_Excerpt to read_.
In thousands, except per share data


                                                                                
NUMERATOR:
Loss before extraordinary item applicable to common stock          $(36,890)          $(18,009)

DENOMINATOR:
Weighted average shares outstanding                                  46,645             63,677

LOSS PER SHARE BEFORE EXTRAORDINARY ITEM:
Basic and diluted                                                  $  (0.79)          $  (0.28)


4. RESTRUCTURING AND IMPAIRMENT

During the first quarter 2001, the Company recorded a restructuring charge of
$1,878,000 consisting of expenses associated with a reduction in its workforce,
lease obligations for vacated offices, and a write down of abandoned office
equipment of $1,122,000 to its net realizable value.

5. DISPOSAL OF ASSETS

A subsidiary of Homestore.com purchased certain assets from us pursuant to the
terms of an acquisition agreement dated January 12, 2001. Under the terms of the
acquisition agreement, the subsidiary of Homestore.com purchased certain
computers, furniture, fixtures and equipment, and certain sales contracts with
residential real estate brokers and agents. The Company used these assets in its
operations providing virtual tours of residential real estate properties. As
part of the acquisition, Homestore.com's subsidiary hired certain sales force
and customer service personnel. The purchase price for these assets was
$12,000,000, of which $155,000 was paid directly to a lessor for certain capital
lease obligations, $7,454,000 was deposited into control accounts for deferred
revenue obligations assumed by the subsidiary of Homestore.com and the
remainder, $4,391,000, was paid to the Company. The Company also granted
Homestore.com's subsidiary an exclusive domestic license of certain of iPIX's
virtual tour technology for the residential real estate market.

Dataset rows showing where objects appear
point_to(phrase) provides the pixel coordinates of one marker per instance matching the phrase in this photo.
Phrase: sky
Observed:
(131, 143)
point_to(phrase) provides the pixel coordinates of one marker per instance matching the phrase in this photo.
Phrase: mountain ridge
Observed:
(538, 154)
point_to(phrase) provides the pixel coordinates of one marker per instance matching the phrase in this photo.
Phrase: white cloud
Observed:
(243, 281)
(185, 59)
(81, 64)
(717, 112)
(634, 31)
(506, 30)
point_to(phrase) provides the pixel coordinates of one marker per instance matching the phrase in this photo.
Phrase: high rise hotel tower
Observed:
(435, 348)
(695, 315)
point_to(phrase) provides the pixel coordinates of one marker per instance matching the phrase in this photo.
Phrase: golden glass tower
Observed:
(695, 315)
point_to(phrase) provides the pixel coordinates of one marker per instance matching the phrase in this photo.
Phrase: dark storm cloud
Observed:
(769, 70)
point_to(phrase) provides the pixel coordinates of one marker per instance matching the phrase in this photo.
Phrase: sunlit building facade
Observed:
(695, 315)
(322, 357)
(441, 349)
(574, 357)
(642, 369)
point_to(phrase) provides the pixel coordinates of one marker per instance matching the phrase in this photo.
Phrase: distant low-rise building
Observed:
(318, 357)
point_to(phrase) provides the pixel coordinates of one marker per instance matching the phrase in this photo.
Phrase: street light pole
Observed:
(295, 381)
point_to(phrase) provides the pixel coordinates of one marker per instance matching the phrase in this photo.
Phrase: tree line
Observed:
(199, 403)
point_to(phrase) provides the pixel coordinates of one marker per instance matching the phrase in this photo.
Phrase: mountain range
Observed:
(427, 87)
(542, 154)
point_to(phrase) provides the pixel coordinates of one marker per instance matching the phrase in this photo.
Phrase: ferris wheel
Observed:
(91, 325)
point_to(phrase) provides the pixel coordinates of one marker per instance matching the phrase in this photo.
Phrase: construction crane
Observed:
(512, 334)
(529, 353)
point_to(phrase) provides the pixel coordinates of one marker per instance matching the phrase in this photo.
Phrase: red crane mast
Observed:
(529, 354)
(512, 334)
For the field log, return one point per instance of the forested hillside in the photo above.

_To do_.
A. Transcribe the passage of the iPIX financial notes between "4. RESTRUCTURING AND" and "net realizable value.", inclusive.
B. Pick up the iPIX financial notes after their final sentence and continue them.

_Answers to the tasks_.
A.
4. RESTRUCTURING AND IMPAIRMENT

During the first quarter 2001, the Company recorded a restructuring charge of
$1,878,000 consisting of expenses associated with a reduction in its workforce,
lease obligations for vacated offices, and a write down of abandoned office
equipment of $1,122,000 to its net realizable value.

B.
In connection with the purchase transaction on January 12, 2001, the Company
received a loan from Homestore.com's subsidiary for $2,250,000, which was
collateralized by certain customer service related assets. On March 31, 2001,
the loan was repaid by the Company's delivering title to Homestore.com's
subsidiary for the collateralized assets.

In accordance with the January 12, 2001 purchase transaction, the Company agreed
to negotiate one remaining residential real estate contract with RETT f/k/a
National Reality Trust. Homestore.com's subsidiary and the Company settled on
March 3, 2001 the remaining obligations under the contract for which the Company
received $1,935,500.

The statement of cash flows presents proceeds in the amount of $8,577,000 which
is comprised of the $4,391,000, $2,250,000 and $1,935,000 as described above.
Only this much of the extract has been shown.